§ Stated exercise
Copy the lines below verbatim, but only from the line containing "Please spot the pink" through the end of the data.

§ Supplied records

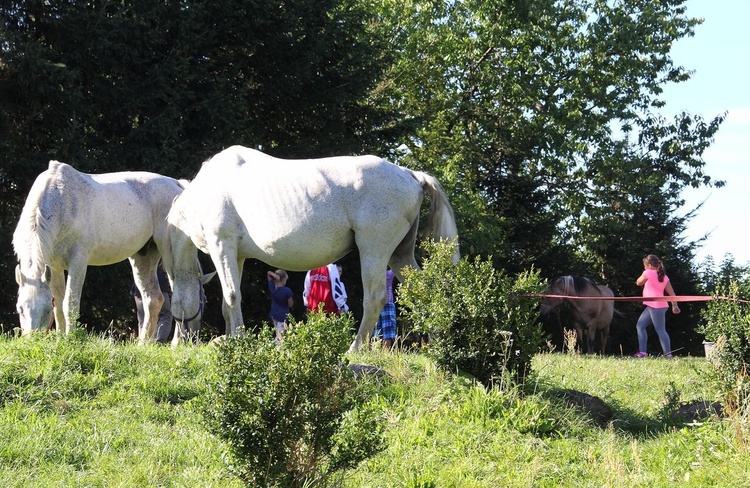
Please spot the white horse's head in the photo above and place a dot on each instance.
(34, 305)
(187, 280)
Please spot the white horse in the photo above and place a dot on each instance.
(72, 220)
(299, 215)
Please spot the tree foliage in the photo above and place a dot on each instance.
(541, 118)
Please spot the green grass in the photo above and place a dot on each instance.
(83, 411)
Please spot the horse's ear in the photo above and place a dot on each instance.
(207, 277)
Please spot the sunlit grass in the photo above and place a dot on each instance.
(84, 411)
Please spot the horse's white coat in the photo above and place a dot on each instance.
(72, 220)
(299, 215)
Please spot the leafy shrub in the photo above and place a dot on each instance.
(727, 324)
(292, 415)
(472, 313)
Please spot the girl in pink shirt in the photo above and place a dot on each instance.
(655, 283)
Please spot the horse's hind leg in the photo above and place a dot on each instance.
(603, 334)
(404, 253)
(373, 299)
(57, 286)
(73, 288)
(144, 274)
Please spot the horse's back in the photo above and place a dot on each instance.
(108, 217)
(310, 209)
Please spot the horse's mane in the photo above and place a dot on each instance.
(32, 239)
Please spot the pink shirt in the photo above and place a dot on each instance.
(654, 288)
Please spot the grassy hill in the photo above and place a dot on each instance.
(83, 411)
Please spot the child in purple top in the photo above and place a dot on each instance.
(281, 301)
(654, 282)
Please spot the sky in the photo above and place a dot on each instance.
(719, 53)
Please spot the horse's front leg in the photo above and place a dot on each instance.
(228, 266)
(72, 300)
(144, 275)
(57, 286)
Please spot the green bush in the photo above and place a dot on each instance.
(472, 313)
(291, 415)
(727, 325)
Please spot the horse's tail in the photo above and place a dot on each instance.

§ Problem solution
Please spot the pink shirt in the photo above and place a dot on each instance.
(654, 288)
Please spot the grassy hill in the photo above and place a dot on each instance.
(83, 411)
Please spot the child in purple top in the photo above and place a dot on each instance.
(281, 301)
(654, 282)
Please spot the sky in the photo above and place a dot on each instance.
(719, 53)
Please spot the horse's front leg in the photo above and place a dot on each instance.
(228, 266)
(72, 300)
(144, 275)
(57, 286)
Please spot the green bush in the photo above and place a dot on each instance.
(472, 313)
(291, 415)
(727, 325)
Please spot the horse's tail in the photo above and place a dot on each instance.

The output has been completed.